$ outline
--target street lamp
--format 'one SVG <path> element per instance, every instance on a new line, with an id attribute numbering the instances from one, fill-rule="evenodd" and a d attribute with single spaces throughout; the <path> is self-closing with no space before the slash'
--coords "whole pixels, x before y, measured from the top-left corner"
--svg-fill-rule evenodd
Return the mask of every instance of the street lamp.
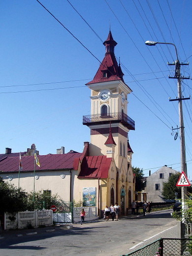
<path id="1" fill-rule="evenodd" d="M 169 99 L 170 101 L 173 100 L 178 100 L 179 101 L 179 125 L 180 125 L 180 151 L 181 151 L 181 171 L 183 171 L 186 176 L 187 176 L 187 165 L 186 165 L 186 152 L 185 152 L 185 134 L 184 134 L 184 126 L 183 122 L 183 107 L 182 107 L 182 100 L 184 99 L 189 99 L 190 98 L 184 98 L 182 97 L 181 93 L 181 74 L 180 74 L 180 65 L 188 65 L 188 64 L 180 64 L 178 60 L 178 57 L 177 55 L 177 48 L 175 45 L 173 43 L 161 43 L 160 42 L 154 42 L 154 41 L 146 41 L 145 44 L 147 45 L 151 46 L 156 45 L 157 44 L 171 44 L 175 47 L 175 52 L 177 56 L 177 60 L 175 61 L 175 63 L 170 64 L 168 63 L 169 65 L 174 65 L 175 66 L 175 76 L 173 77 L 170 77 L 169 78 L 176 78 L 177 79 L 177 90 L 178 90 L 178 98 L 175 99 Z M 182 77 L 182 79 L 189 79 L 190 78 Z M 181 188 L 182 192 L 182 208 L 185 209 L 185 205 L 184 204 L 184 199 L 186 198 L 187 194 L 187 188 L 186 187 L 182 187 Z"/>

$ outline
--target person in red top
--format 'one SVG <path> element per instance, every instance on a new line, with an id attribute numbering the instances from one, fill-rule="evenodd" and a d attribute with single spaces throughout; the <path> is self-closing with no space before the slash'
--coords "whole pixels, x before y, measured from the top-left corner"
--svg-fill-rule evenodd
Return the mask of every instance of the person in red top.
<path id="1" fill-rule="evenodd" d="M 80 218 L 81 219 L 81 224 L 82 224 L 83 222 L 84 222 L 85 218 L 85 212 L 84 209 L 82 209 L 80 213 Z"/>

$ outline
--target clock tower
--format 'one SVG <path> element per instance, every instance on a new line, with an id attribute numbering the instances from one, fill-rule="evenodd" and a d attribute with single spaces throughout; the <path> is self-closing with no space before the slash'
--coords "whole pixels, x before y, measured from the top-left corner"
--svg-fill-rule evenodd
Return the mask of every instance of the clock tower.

★ ★ ★ ★ ★ ★ ★

Repeat verbatim all the material, but not the pictures.

> SOLUTION FOR THIS EXERCISE
$ outline
--target street lamp
--format 'one SVG <path> element per instance, every instance on a new line, with an id attribute numbering the instances from one, fill-rule="evenodd" and a d attribute with single spaces throughout; the <path> is self-closing with no space before the slash'
--coords "whole pixels, x before y, measured from the top-left corner"
--svg-fill-rule evenodd
Return the mask of every instance of the street lamp.
<path id="1" fill-rule="evenodd" d="M 169 99 L 170 101 L 173 100 L 178 100 L 179 101 L 179 125 L 180 125 L 180 151 L 181 151 L 181 171 L 183 171 L 186 176 L 187 176 L 187 165 L 186 165 L 186 152 L 185 152 L 185 134 L 184 134 L 184 126 L 183 122 L 183 107 L 182 107 L 182 100 L 184 99 L 189 99 L 190 98 L 184 98 L 182 97 L 181 93 L 181 74 L 180 74 L 180 65 L 188 65 L 188 64 L 180 64 L 178 60 L 178 57 L 177 55 L 177 48 L 175 45 L 173 43 L 161 43 L 160 42 L 154 42 L 154 41 L 146 41 L 145 44 L 147 45 L 151 46 L 156 45 L 157 44 L 171 44 L 175 47 L 175 52 L 177 56 L 177 60 L 175 61 L 175 63 L 170 64 L 168 63 L 169 65 L 174 65 L 175 66 L 175 76 L 173 77 L 170 77 L 169 78 L 176 78 L 177 79 L 177 90 L 178 90 L 178 98 L 175 99 Z M 182 77 L 182 79 L 189 79 L 190 78 Z M 181 188 L 182 192 L 182 208 L 185 209 L 185 205 L 184 204 L 184 199 L 186 198 L 187 194 L 187 188 L 186 187 L 182 187 Z"/>

$ outline
--target person in red top
--format 'one SVG <path> element per instance, every instance on a new line, with an id attribute numbering the instances from one, fill-rule="evenodd" and a d attribute with single spaces throughout; the <path> is self-closing with no space before the slash'
--coords "whole pixels, x before y, measured from the top-left corner"
--svg-fill-rule evenodd
Return the mask of every instance of the person in red top.
<path id="1" fill-rule="evenodd" d="M 80 218 L 81 219 L 81 224 L 82 224 L 83 222 L 84 222 L 85 218 L 85 212 L 84 209 L 82 209 L 80 213 Z"/>

$ outline
--target clock tower
--format 'one SVG <path> element per instance, every instance on a new line, with an id attribute numbering the instances from one, fill-rule="evenodd" and a d attribute with single spaces throughout; the <path> is self-closing with no space before the slash'
--coords "whole pixels, x before y, measured from the top-left corner"
--svg-fill-rule evenodd
Return the mask of every instance of the clock tower.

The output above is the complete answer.